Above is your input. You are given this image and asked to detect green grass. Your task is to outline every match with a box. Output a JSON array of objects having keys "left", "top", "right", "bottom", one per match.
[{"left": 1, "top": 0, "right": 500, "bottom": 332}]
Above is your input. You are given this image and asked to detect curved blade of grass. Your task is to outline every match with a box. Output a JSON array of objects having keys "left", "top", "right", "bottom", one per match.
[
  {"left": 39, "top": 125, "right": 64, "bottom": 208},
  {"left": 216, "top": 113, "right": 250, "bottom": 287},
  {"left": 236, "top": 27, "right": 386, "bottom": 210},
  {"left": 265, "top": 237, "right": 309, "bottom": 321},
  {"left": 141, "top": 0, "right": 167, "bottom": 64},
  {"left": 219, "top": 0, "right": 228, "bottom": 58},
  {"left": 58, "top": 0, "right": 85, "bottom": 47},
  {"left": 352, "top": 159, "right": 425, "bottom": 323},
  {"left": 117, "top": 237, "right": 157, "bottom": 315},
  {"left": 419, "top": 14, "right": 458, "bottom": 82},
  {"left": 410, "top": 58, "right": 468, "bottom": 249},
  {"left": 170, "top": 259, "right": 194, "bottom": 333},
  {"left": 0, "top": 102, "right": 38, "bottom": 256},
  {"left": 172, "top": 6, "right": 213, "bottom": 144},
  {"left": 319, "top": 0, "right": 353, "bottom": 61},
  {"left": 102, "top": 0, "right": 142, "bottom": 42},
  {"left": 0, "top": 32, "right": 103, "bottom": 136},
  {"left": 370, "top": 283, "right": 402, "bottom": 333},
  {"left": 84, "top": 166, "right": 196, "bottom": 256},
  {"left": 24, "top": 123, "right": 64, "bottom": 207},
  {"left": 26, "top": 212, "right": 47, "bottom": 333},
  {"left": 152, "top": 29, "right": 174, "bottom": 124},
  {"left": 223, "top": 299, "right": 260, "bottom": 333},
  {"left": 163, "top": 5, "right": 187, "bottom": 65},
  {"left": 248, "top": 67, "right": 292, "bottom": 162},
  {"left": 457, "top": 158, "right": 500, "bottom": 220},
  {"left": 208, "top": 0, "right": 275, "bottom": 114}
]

....

◆ EXERCISE AIM:
Retype all of the listing exactly, leaving out no line.

◆ ANSWER BOX:
Above is your input. You are given this image and asked to detect green grass. Your task is to outline every match with a box. Output a JSON array of objects having keys "left", "top", "right", "bottom", one per match.
[{"left": 1, "top": 0, "right": 500, "bottom": 332}]
Above is your input. You are given this image and asked to detect curved blade of grass. Your task is to outline every match with a box. Output a JSON array of objects having keys "left", "top", "right", "bottom", one per match.
[
  {"left": 39, "top": 125, "right": 64, "bottom": 208},
  {"left": 216, "top": 113, "right": 250, "bottom": 287},
  {"left": 236, "top": 27, "right": 386, "bottom": 210},
  {"left": 265, "top": 237, "right": 309, "bottom": 321},
  {"left": 141, "top": 0, "right": 167, "bottom": 64},
  {"left": 219, "top": 0, "right": 228, "bottom": 58},
  {"left": 58, "top": 0, "right": 85, "bottom": 47},
  {"left": 352, "top": 159, "right": 425, "bottom": 323},
  {"left": 117, "top": 237, "right": 157, "bottom": 315},
  {"left": 419, "top": 14, "right": 458, "bottom": 82},
  {"left": 410, "top": 58, "right": 468, "bottom": 249},
  {"left": 170, "top": 259, "right": 194, "bottom": 333},
  {"left": 0, "top": 102, "right": 38, "bottom": 256},
  {"left": 172, "top": 6, "right": 213, "bottom": 144},
  {"left": 319, "top": 0, "right": 353, "bottom": 61},
  {"left": 102, "top": 0, "right": 142, "bottom": 42},
  {"left": 0, "top": 32, "right": 103, "bottom": 136},
  {"left": 370, "top": 283, "right": 402, "bottom": 333},
  {"left": 84, "top": 166, "right": 196, "bottom": 256},
  {"left": 24, "top": 123, "right": 64, "bottom": 207},
  {"left": 26, "top": 212, "right": 47, "bottom": 333},
  {"left": 152, "top": 29, "right": 174, "bottom": 124},
  {"left": 223, "top": 299, "right": 260, "bottom": 333},
  {"left": 163, "top": 5, "right": 187, "bottom": 65},
  {"left": 248, "top": 67, "right": 292, "bottom": 162},
  {"left": 457, "top": 158, "right": 500, "bottom": 220},
  {"left": 208, "top": 0, "right": 275, "bottom": 114}
]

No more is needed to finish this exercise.